** start Dataset records **

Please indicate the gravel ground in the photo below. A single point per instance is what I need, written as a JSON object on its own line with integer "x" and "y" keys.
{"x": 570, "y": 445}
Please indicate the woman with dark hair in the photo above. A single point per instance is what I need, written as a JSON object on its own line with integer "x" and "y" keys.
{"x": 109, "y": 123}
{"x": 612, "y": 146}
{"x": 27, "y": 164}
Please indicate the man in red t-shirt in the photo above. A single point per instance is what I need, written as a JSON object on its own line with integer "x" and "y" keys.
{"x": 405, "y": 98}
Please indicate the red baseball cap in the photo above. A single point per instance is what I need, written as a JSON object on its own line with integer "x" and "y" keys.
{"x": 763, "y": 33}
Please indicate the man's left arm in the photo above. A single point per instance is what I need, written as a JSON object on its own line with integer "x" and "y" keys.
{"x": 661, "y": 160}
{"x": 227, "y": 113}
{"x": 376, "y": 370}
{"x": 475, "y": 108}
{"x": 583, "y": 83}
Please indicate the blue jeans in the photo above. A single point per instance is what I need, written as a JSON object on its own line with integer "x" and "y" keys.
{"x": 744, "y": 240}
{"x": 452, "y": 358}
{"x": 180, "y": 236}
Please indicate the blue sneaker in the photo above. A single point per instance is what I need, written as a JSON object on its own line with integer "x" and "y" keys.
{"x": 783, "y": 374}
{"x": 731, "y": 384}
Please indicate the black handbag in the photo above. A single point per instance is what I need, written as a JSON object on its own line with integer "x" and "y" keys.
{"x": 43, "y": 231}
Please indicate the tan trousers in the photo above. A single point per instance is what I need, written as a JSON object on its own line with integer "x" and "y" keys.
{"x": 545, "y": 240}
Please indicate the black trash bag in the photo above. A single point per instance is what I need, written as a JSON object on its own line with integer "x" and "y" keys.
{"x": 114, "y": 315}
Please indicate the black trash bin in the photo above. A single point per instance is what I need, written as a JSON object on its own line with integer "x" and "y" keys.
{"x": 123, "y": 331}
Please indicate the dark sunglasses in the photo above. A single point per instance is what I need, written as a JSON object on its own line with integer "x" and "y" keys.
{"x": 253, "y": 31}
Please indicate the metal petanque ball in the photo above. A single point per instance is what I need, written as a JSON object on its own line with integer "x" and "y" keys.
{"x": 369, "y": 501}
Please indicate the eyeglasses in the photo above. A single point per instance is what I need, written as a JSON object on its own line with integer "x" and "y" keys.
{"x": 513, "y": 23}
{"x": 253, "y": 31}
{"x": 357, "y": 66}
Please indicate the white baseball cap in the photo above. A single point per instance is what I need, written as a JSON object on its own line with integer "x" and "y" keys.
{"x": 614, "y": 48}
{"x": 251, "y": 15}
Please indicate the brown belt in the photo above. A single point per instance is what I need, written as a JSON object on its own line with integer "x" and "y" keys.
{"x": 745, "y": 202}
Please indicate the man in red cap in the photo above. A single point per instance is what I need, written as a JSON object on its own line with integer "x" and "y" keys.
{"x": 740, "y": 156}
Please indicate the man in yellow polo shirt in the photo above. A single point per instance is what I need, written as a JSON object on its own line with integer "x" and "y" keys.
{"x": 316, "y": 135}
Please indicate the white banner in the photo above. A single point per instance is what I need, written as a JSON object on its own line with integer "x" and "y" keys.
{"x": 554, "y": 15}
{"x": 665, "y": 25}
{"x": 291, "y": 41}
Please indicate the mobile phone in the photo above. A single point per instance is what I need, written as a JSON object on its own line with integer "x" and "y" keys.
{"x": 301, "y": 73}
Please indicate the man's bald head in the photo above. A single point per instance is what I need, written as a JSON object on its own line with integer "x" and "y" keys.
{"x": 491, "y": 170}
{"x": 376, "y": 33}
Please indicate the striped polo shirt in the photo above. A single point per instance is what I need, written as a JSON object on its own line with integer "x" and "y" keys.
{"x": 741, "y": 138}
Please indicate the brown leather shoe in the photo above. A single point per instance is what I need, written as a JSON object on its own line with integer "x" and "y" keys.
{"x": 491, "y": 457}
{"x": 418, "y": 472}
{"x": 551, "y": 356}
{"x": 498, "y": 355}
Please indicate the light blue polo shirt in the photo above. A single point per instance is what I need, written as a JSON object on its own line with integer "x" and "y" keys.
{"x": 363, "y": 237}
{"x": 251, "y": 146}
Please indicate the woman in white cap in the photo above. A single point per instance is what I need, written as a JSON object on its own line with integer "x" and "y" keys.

** end Dataset records **

**What is required**
Write out all of the records above exactly as they appear.

**Exercise result**
Please indicate the gravel ground in the photo below. A single point per instance is what I need, written as a JSON object on its own line with integer "x" and "y" keys.
{"x": 570, "y": 445}
Please indicate the woman with dark hair in the photo above. A single point per instance is what I need, written as a JSON object on its own line with integer "x" and "y" keys.
{"x": 109, "y": 123}
{"x": 612, "y": 146}
{"x": 27, "y": 164}
Please indicate the man in red t-shirt in the photo above. A single point per instance is what I need, written as a JSON object on its own line with integer "x" and "y" keys.
{"x": 405, "y": 98}
Please indicate the red baseball cap in the photo above. A single point per instance is what I need, written as a JSON object on its own line with integer "x" and "y" keys.
{"x": 763, "y": 33}
Please indicate the man's left arm in the photo above. A single point per instance is what I need, written as a JSON object on its own line with integer "x" and "y" keys.
{"x": 661, "y": 160}
{"x": 227, "y": 113}
{"x": 376, "y": 370}
{"x": 475, "y": 108}
{"x": 583, "y": 83}
Please indicate the blue jeans in the photo above. A single point per instance is what I need, written as a JSON object on its own line with integer "x" and "y" keys.
{"x": 744, "y": 240}
{"x": 452, "y": 358}
{"x": 180, "y": 236}
Please indicate the blue sneaker in the photo above. A single point per instance is what I need, written as a JSON object on its own line with integer "x" and "y" keys.
{"x": 783, "y": 374}
{"x": 731, "y": 384}
Please indicate the black handbag in the photo above. A single point per instance is what I need, written as a JSON object on its own line with integer "x" and "y" keys.
{"x": 43, "y": 231}
Please indicate the tan trousers in the photo above. A single point per instance is what I need, written as a JSON object on its own line with integer "x" and "y" keys.
{"x": 545, "y": 240}
Please indicate the black trash bag in the photo above. A single point per instance is what I need, written as a JSON object on its own line with integer "x" and "y" keys.
{"x": 114, "y": 315}
Please indicate the black trash bin in the photo above. A single point per instance is what I need, written as a JSON object on its own line with integer "x" and "y" keys.
{"x": 123, "y": 331}
Please indicate the dark sunglasses in the photo above. A single point per instance is what I need, written as a JSON object on its own line with integer "x" and "y" keys.
{"x": 253, "y": 31}
Please indicate the metal petanque ball in the photo above. A single point per instance is what I need, written as a JSON object on its own line with integer "x" and "y" keys.
{"x": 369, "y": 501}
Please indicate the eyeglasses in the photo above. A single point per instance is what I need, written as a JSON object on its own line with integer "x" and "y" keys.
{"x": 513, "y": 23}
{"x": 253, "y": 31}
{"x": 357, "y": 66}
Please indicate the white baseball cap in the photo above. A single point per instance is what I need, written as a JSON object on its own line with integer "x" and "y" keys.
{"x": 614, "y": 48}
{"x": 251, "y": 15}
Please indicate the brown belt in the photo above. A single point per instance is what I need, written as a JSON object on its own line with integer "x" and "y" keys.
{"x": 745, "y": 202}
Please indicate the man in red cap in the photo above. A single point per instance is what I need, written as a JSON object on its own line with integer "x" and "y" keys.
{"x": 740, "y": 156}
Please indicate the man in yellow polo shirt in the photo above. A single point per instance is what I need, written as a JSON object on its own line with integer "x" and "y" keys.
{"x": 316, "y": 135}
Please indicate the white banner in the photo above. A single point per instance is what I need, written as a JSON object on its own line with integer "x" and "y" keys.
{"x": 554, "y": 15}
{"x": 665, "y": 25}
{"x": 291, "y": 41}
Please indicate the mobile phone in the photo above. A single point per instance is what I need, written as a JSON object on its own line with integer "x" and "y" keys.
{"x": 301, "y": 73}
Please indicate the man's bald head in the photo above. A single point per instance is what I need, written as a JSON object on its own line with integer "x" and "y" keys.
{"x": 491, "y": 170}
{"x": 376, "y": 33}
Please indicate the striped polo shirt in the photo above. A single point per instance is what I need, written as a JSON object on its own line with integer "x" and "y" keys.
{"x": 741, "y": 138}
Please indicate the brown leather shoe in the photo above. A single point per instance is what I need, written as a JSON object on its own line with integer "x" and "y" keys.
{"x": 491, "y": 457}
{"x": 418, "y": 472}
{"x": 551, "y": 356}
{"x": 498, "y": 355}
Please indicate the light blue polo shirt in the photo above. A single point per instance is what I need, written as a JSON object on its own line with integer "x" and "y" keys.
{"x": 363, "y": 237}
{"x": 251, "y": 146}
Please indicate the woman in white cap in the photo above. A single point per instance is what I need, written as a JSON object on its own line with integer "x" and "y" keys.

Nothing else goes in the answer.